*抜粋テキスト*:
何かに生涯を賭けて究めようとするのは勇気のいることだろう。良い意味での野心を持ち続けることは難しい。ハーディは、最も高貴な野心は後世に何か恒久的な価値を残そうとするものだと語る。野心が、あらゆることを成就させるための源泉であるのは間違いないだろう。好奇心を高めれば純粋な野心が生起する。しかし、野心が利己主義に陥ってしまえば、これほど有害な存在はない。ちなみに、脂ぎった野心が厄介なことは政治屋が教えてくれる。
ところで、フィールズ賞に年齢制限がつけられることは、時代錯誤に映る。かつて40歳を一つの目安にしたことに、それなりの合理性があったことは否定しない。だが、近年では健康寿命が延びているし、生物学的にも突然変異して老人パワーが発揮される時代が到来するかもしれないではないか?

4. 「定理の重さ」と「概念の意義」
ハーディは、「定理の重さ」や「概念の意義」という言葉と結びつけながら、数学の意義を論じる。重くない定理の例として、ラウズ・ボールの「数学の遊び」を紹介してくれる。

(a) 10,000未満で、8712と9801の二つだけが、4桁の数字で逆に並べた数の倍数になる。
8712 = 4 x 2178
9801 = 9 x 1089

(b) 1以外の数で、各桁の数の3乗の和になる数は4つしかない。

*提供資料*:

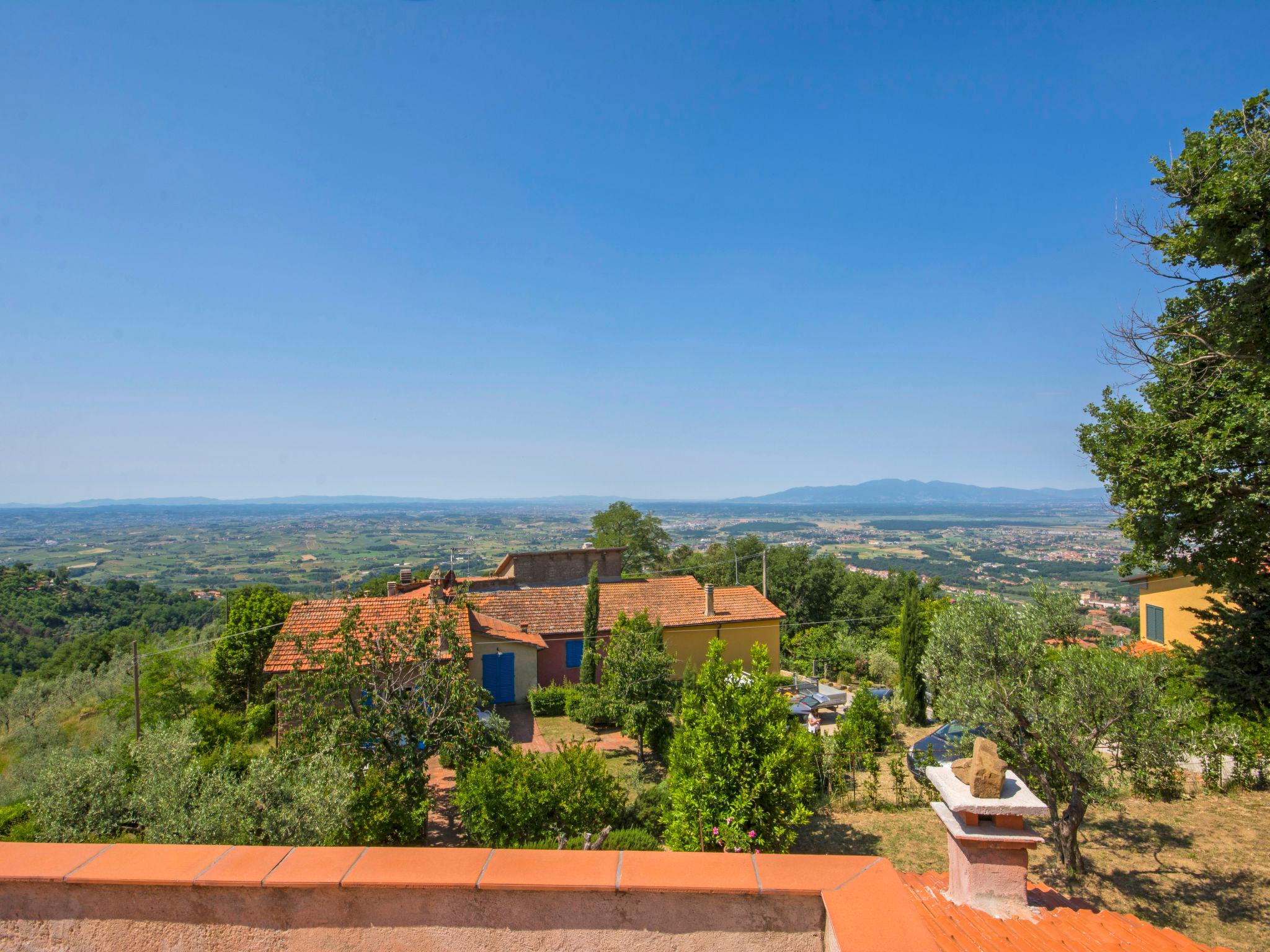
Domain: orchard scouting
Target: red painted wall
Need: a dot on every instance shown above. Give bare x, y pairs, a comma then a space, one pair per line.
551, 662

*課題の目的*:
抜粋テキストでは、ハーディが重くない定理の例として何を紹介していますか？

*解答*:
ラウズ・ボールの「数学の遊び」